■ TAREA A REALIZAR ■
Transcribe del fragmento para leer el pasaje comprendido entre "Locos… se fue" y "menos una novela.", ambos incluidos.
═══ FRAGMENTO PARA LEER ═══
Locos… se fue volviendo novela en evocaciones de Arlt, de Borges, de Chandler, de García Márquez. Y, seguro, en sueños. En los que a uno lo asaltan dormido, claro, pero también en esos sueños que a uno lo acompañan desde que se animó a pensar que un país mejor debería ser posible.
Quienes nos formamos en la admiración al "nuevo periodismo" de Wolfe y de Talese y de Capote y nos quisimos creer un poco Hemingway, aprendimos a usar técnicas y tretas de la ficción para contar la verdad. No la verdad filosófica en busca del sentido de la vida, sino la verdad de los hechos, del qué, del dónde, el cuándo, el cómo y el por qué… Hicimos del periodismo nuestro propio sentido de la vida. Contar. Destapar. Explicar las cosas con lujo de detalles. Tal vez de tanto editar episodios de vidas ajenas fuimos descubriendo que dentro de nosotros mismos debería haber por lo menos una novela.
═══ MATERIAL DE ORIGEN ═══
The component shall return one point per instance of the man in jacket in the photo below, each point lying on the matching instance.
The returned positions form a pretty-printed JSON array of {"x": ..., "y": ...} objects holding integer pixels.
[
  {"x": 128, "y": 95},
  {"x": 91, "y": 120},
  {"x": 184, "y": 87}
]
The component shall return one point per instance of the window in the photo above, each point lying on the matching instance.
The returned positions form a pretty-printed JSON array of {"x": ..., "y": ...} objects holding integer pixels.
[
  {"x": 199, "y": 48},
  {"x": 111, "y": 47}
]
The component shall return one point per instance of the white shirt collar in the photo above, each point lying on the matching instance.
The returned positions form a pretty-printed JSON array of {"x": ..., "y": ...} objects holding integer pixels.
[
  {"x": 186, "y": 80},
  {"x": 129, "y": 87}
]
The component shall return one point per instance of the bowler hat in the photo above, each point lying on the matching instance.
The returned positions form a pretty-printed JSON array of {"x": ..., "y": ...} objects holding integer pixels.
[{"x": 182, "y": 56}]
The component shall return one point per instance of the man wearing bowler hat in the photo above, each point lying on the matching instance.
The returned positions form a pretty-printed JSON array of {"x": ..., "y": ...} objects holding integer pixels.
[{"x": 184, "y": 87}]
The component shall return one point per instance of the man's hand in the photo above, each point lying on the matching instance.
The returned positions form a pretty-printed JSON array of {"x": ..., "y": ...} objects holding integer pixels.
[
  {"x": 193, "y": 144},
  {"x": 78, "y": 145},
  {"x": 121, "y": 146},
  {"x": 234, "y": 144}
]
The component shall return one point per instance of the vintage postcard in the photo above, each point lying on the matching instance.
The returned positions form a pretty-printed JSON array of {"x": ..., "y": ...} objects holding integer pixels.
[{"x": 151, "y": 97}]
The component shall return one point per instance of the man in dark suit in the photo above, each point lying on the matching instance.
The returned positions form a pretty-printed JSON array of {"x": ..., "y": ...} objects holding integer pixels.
═══
■ SOLUCIÓN ■
Locos… se fue volviendo novela en evocaciones de Arlt, de Borges, de Chandler, de García Márquez. Y, seguro, en sueños. En los que a uno lo asaltan dormido, claro, pero también en esos sueños que a uno lo acompañan desde que se animó a pensar que un país mejor debería ser posible.
Quienes nos formamos en la admiración al "nuevo periodismo" de Wolfe y de Talese y de Capote y nos quisimos creer un poco Hemingway, aprendimos a usar técnicas y tretas de la ficción para contar la verdad. No la verdad filosófica en busca del sentido de la vida, sino la verdad de los hechos, del qué, del dónde, el cuándo, el cómo y el por qué… Hicimos del periodismo nuestro propio sentido de la vida. Contar. Destapar. Explicar las cosas con lujo de detalles. Tal vez de tanto editar episodios de vidas ajenas fuimos descubriendo que dentro de nosotros mismos debería haber por lo menos una novela.